• **Tasks for this exercise**:
a: According to the Bake Off controversies passage, what did the show's producers announce in September 2023, before series 14?
b: In the Bake Off controversies passage, why did the charity Beat object to Prue Leith describing some bakes as "not worth the calories"?

• **Reading passage**:
——

In the Bake Off 2023 Festive Special, this controversy was referenced by Prue Leith where she jokes "this time I won't Tweet it" while speaking to Sophie Faldo.

=== Nationally-themed weeks ===
Recent series have included weeks themed around a designated country, many of which have been criticised for their use of inauthentic dishes, fostering of stereotypes and "casual" racism.

In series 11, "Japan Week" was widely and heavily criticised for not having any actual Japanese pastries. One of the participants opted to make an Indian-inspired bun with a dahl filling, while another chose a Chinese stir-fry filling, neither of which would be found in traditional Japanese baking. Viewers of the show were particularly offended with contestant Hermine styling her steamed buns to look like panda bears, a species that is native to China and not Japan, and another baker's looked like an American-style cheeseburger and fries. Most contestants chose to do Chinese or Indian flavours, resulting in the show being called out for assuming "all Asians are Japanese."

After the airing of the "German Week" episode in series 12, Noel Fielding and Matt Lucas were criticised on social media for mocking a German accent during the show. It was widely described as "irritating and inappropriate," raised the question over whether this would be allowed if it were another nationality. Lucas in particular was criticised by many viewers for his "casual racism." In the same episode, Paul Hollywood apologised to German contestant Jürgen because the week's showstopper challenge was not something German: participants were given the task of making a three-tier cake with yeast. Jürgen was reportedly "baffled" by this challenge, and said that it was not something that he would normally see at home. Hollywood joked that he had "anglicised" the challenge.

During series 13, the episode broadcast on 4 October 2022, was "Mexican week." Like many previous weeks celebrating foreign cuisine, the show was branded with allegations of cultural appropriation. Additionally, criticism was directed at the incorrect pronunciation, inaccurate labelling of Mexican dishes, and a sketch where Matt and Noel dressed in sombreros and ponchos, which was deemed disrespectful. The New York Times restaurant critic Tejal Rao called the episode "casually racist."

In September 2023, prior to series 14, the show's producers announced the series would no longer include nationally-themed weeks, replacing them with a new party-cake week.

=== Allusions to calories ===

Since her appointment as a Bake-Off judge, Prue Leith has been criticised by groups such as the eating disorders charity Beat for describing some bakes as "not worth the calories". Beat noted that referring to the calorific content of foods can be potentially harmful or distressing to people suffering from (or vulnerable to) eating disorders, with the charity's director of external affairs Tom Quinn describing the expression as "very unhelpful". In response, Leith recognised that the phrase was potentially problematic, and said that she might not use it in future.

——

• **Material provided**:
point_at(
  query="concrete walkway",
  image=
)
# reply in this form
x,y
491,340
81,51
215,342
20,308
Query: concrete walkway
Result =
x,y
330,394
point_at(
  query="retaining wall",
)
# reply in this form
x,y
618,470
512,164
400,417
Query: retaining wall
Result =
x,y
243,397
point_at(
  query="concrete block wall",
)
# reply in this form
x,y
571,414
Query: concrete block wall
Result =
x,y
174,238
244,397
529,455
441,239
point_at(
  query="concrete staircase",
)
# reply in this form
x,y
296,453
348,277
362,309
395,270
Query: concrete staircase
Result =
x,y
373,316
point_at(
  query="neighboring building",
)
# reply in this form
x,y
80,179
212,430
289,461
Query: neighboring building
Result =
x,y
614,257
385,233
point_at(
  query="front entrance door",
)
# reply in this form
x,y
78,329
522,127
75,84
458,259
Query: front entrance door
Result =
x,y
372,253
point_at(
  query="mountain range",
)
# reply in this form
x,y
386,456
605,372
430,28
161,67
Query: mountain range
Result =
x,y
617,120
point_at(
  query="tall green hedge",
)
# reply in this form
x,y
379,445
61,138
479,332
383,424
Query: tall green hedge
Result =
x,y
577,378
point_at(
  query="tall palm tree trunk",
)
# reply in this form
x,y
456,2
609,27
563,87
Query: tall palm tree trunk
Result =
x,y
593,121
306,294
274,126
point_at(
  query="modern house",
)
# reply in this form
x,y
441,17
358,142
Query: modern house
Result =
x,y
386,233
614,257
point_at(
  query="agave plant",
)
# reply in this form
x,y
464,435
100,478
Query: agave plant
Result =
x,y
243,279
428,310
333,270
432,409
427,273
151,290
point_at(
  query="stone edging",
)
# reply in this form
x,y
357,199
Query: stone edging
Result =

——

• **Outputs in order**:
a: They announced that the series would no longer include nationally-themed weeks and would replace them with a new party-cake week.

b: Beat said that referring to the calorific content of foods can be harmful or distressing to people who suffer from eating disorders or are vulnerable to them. Its director of external affairs, Tom Quinn, called the expression "very unhelpful".